▶ [DATASET CONTENT]
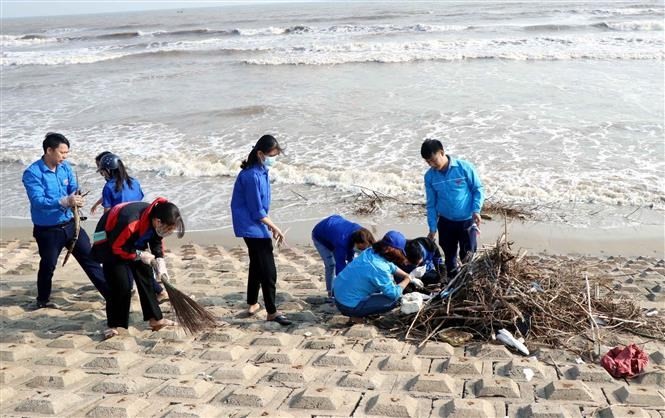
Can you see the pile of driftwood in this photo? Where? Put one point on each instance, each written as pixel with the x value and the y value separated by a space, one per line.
pixel 549 305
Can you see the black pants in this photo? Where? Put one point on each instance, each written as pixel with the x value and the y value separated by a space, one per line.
pixel 262 272
pixel 119 276
pixel 454 235
pixel 50 241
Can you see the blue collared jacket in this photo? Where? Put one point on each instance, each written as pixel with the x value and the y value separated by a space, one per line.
pixel 45 188
pixel 455 193
pixel 334 232
pixel 367 274
pixel 250 202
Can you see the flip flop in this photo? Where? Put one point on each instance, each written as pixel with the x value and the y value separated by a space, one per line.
pixel 166 323
pixel 110 333
pixel 281 320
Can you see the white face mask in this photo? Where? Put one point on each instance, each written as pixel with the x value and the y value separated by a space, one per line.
pixel 269 161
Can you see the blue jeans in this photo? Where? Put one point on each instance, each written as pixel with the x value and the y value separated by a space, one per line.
pixel 328 257
pixel 454 235
pixel 50 241
pixel 373 304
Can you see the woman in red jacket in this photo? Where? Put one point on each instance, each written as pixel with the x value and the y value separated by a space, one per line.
pixel 121 240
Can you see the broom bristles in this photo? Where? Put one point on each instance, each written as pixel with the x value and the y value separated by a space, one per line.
pixel 193 317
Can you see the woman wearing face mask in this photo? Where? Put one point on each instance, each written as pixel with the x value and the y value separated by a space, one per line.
pixel 367 286
pixel 250 204
pixel 121 242
pixel 336 239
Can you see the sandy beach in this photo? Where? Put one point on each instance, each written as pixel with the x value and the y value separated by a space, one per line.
pixel 54 362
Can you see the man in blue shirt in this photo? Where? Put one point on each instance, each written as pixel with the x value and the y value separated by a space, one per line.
pixel 51 187
pixel 455 197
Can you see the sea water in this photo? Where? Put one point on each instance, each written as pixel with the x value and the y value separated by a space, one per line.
pixel 558 104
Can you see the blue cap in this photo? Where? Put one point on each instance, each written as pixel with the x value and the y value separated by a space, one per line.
pixel 395 239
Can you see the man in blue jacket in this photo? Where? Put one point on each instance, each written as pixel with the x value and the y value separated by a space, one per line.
pixel 51 187
pixel 455 197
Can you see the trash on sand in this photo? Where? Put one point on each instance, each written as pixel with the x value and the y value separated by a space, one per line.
pixel 626 361
pixel 507 339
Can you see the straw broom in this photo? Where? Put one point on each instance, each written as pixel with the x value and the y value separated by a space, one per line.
pixel 193 317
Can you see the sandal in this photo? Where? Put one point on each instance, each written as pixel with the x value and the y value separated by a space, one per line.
pixel 281 320
pixel 164 323
pixel 110 333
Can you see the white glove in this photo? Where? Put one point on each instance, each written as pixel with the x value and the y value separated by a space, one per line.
pixel 71 201
pixel 160 267
pixel 418 272
pixel 417 282
pixel 146 257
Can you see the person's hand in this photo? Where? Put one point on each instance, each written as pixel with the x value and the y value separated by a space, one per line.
pixel 146 257
pixel 160 267
pixel 417 282
pixel 71 201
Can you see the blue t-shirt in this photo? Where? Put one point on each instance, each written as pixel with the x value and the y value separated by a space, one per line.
pixel 111 197
pixel 367 274
pixel 334 232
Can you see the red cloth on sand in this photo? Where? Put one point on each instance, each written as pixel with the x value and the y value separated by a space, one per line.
pixel 626 361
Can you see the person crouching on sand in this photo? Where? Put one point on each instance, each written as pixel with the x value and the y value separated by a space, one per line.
pixel 372 284
pixel 336 239
pixel 250 204
pixel 122 238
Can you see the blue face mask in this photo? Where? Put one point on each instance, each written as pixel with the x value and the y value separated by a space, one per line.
pixel 269 161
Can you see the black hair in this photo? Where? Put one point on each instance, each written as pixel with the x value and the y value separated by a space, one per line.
pixel 53 140
pixel 120 175
pixel 101 155
pixel 392 254
pixel 169 214
pixel 430 147
pixel 265 144
pixel 362 236
pixel 413 251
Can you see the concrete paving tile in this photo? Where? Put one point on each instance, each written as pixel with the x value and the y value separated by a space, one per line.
pixel 617 411
pixel 638 396
pixel 70 341
pixel 112 361
pixel 543 410
pixel 228 353
pixel 16 352
pixel 458 366
pixel 384 346
pixel 465 408
pixel 233 373
pixel 400 363
pixel 57 379
pixel 9 373
pixel 489 351
pixel 187 388
pixel 174 366
pixel 392 405
pixel 493 387
pixel 435 349
pixel 431 384
pixel 62 358
pixel 342 359
pixel 125 385
pixel 119 406
pixel 364 380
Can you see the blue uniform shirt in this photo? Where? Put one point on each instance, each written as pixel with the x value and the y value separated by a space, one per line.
pixel 367 274
pixel 45 188
pixel 334 233
pixel 455 193
pixel 111 197
pixel 250 202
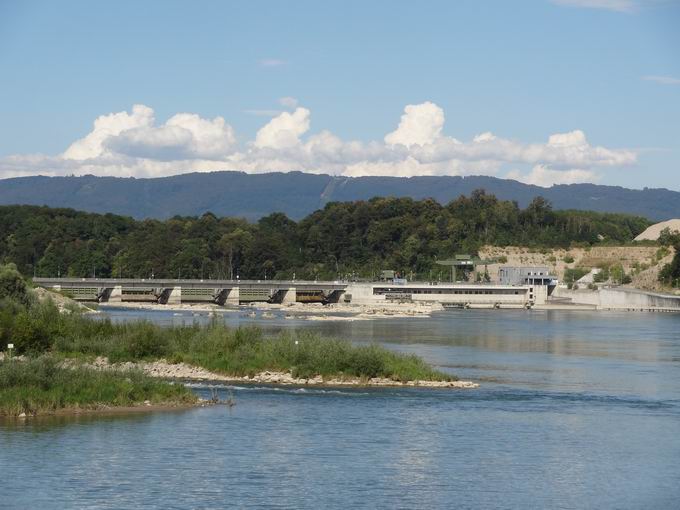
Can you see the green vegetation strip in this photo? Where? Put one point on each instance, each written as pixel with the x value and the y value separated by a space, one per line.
pixel 42 386
pixel 239 352
pixel 37 329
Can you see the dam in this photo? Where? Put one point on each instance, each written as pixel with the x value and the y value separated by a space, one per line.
pixel 235 292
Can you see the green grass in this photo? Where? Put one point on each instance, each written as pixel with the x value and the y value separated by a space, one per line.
pixel 41 328
pixel 41 386
pixel 243 351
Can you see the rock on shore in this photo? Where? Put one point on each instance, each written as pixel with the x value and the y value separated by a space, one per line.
pixel 163 369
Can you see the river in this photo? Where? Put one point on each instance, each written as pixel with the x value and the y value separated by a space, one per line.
pixel 575 410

▶ [WHAT YOU ARE ASKED TO DO] Return the records word for word, leaving every picture out of the copy.

▶ [OUTPUT OF THE EXERCISE]
Can you see the pile of driftwood in this photo? Where? Put one point on each instance, each written as pixel with the x value and the y value separated by a space, one per line.
pixel 549 305
Can you see the black pants in this photo? Where? Put one point on each instance, each written as pixel with the x value and the y value separated by a space, one per line.
pixel 262 272
pixel 119 276
pixel 454 235
pixel 50 241
Can you see the blue collared jacket in this photo? Where? Put one point on each instance, each written as pixel with the x value and the y value separated by a space, one per line.
pixel 45 188
pixel 455 193
pixel 334 232
pixel 367 274
pixel 250 202
Can you see the flip flop in this photo? Where? Put one point on each instance, each written as pixel with the x value and the y value separated by a space, one per line.
pixel 166 323
pixel 110 333
pixel 281 320
Can you see the white face mask in this photo? Where? Put one point on each instance, each written as pixel with the x value and the y value separated by a space, one per line.
pixel 269 161
Can you see the blue jeans in this photo? Where? Put one point on each instance, each written as pixel with the x value and the y value separated by a space, one per line.
pixel 328 257
pixel 454 235
pixel 50 241
pixel 373 304
Can you see the woman in red jacket in this photo? Where? Put one point on each instance, each written as pixel with the x value and the y value separated by a space, one per line.
pixel 121 240
Can you see the broom bristles in this photo? Where? Put one point on each instance, each written as pixel with the x value and the y value separated by a space, one per line.
pixel 193 317
Can you see the woman wearing face mask in this photo? Where? Put one point on each instance, each written as pixel with the x value and the y value separated by a space, one per line.
pixel 367 286
pixel 250 204
pixel 121 242
pixel 336 239
Can you see the sandy beach in this photo? Where? Put one point on each instance, each written as pixel with the x value and the y value separated by a space, one per line.
pixel 54 362
Can you see the man in blue shirt in this photo? Where? Put one point on each instance, each written as pixel with the x value and the y value separated by a space, one per line.
pixel 51 187
pixel 455 197
Can you see the sea water in this photo? Where? Put one point on each instance, each written as pixel with the x value and the y value separated by a space, one per line.
pixel 558 104
Can you see the blue cap in this photo? Where? Put one point on each instance, each written as pixel with the x value and the y value separated by a space, one per line.
pixel 395 239
Can you see the man in blue jacket in this photo? Where? Put one point on each instance, each written as pixel with the x value and the y value separated by a space, one per line.
pixel 51 187
pixel 455 197
Can you see the trash on sand in this photo? Where? Put one point on each instance, each written as pixel with the x value and the y value separated by a space, one per line.
pixel 626 361
pixel 507 339
Can you see the straw broom in this photo? Where? Put one point on each instance, each written as pixel with the x value and the y value separated by a space, one per line.
pixel 193 317
Can you see the sandal in this photo? Where? Put one point on each instance, each written as pixel with the x value and the y value separated by a space, one per line.
pixel 281 320
pixel 164 323
pixel 110 333
Can you see the white glove in this photo? Where? Put one point on each instance, each written as pixel with the x value and the y value separated by a space, one per line.
pixel 71 201
pixel 160 267
pixel 418 272
pixel 417 282
pixel 146 257
Can you see the person's hand in this photo? Where? Put one point on each instance, each written as pixel with the x value and the y value separated by a space, one per line.
pixel 146 257
pixel 160 267
pixel 417 282
pixel 71 201
Can you see the blue t-shirt in this photo? Where? Put one point on each instance, each written as pixel with the x value and the y value separated by a space, one per line.
pixel 111 197
pixel 367 274
pixel 334 232
Can you see the red cloth on sand in this photo? Where? Put one point on each instance, each written as pixel with the x value and the y value separated by a space, one per line.
pixel 626 361
Can you see the person crouching on sand in this photo? Where? Put one point on each instance, each written as pixel with the x value and the y value separated by a space, one per line.
pixel 372 284
pixel 336 239
pixel 250 204
pixel 122 238
Can you see the blue face mask in this photo? Where? Put one point on each instance, each written as pixel with the x value and the y value separated by a space, one per line.
pixel 269 161
Can you see the black hair in this photo? Where? Put one point on each instance, each written as pixel with the x value and the y value separated by a space, one per line.
pixel 53 140
pixel 120 175
pixel 101 155
pixel 392 254
pixel 169 214
pixel 430 147
pixel 265 144
pixel 362 236
pixel 413 251
Can you see the concrete paving tile in this photo? Where? Put one point on each instance, each written as pixel with the x value and the y value separated by a space, one per line.
pixel 617 411
pixel 638 396
pixel 70 341
pixel 112 361
pixel 543 410
pixel 228 353
pixel 16 352
pixel 458 366
pixel 384 346
pixel 465 408
pixel 233 373
pixel 400 363
pixel 57 379
pixel 9 373
pixel 489 351
pixel 187 388
pixel 174 366
pixel 392 405
pixel 493 387
pixel 435 349
pixel 431 384
pixel 62 358
pixel 342 359
pixel 125 385
pixel 119 406
pixel 364 380
Can you see the blue uniform shirt in this photo? Where? Put one point on each instance, each written as pixel with the x value and the y value separated by a space, one per line.
pixel 367 274
pixel 45 188
pixel 334 233
pixel 455 193
pixel 111 197
pixel 250 202
Can you see the green vegetation strip in this photo? Where? Put one point on each instance, each written as pixel with the x value and the y value separated by a space, one per line.
pixel 42 386
pixel 239 352
pixel 37 329
Can you see the dam in this photo? Where? Put one point on each instance, each written as pixel with the x value and the y value separated by a space, one per line.
pixel 235 292
Can you see the green grass in this photo? Where? Put one point on each instance, each written as pixel with the x value and the y value separated by a space, one per line.
pixel 41 328
pixel 41 386
pixel 243 351
Can you see the rock on shore in this photo? Where? Put one point on each instance, each written as pixel with the x value and the y value separated by a space, one per line.
pixel 163 369
Can you see the river in this photo? Where? Put one point on each instance, each written as pixel with the x value and the y value separated by a space, one per line.
pixel 575 410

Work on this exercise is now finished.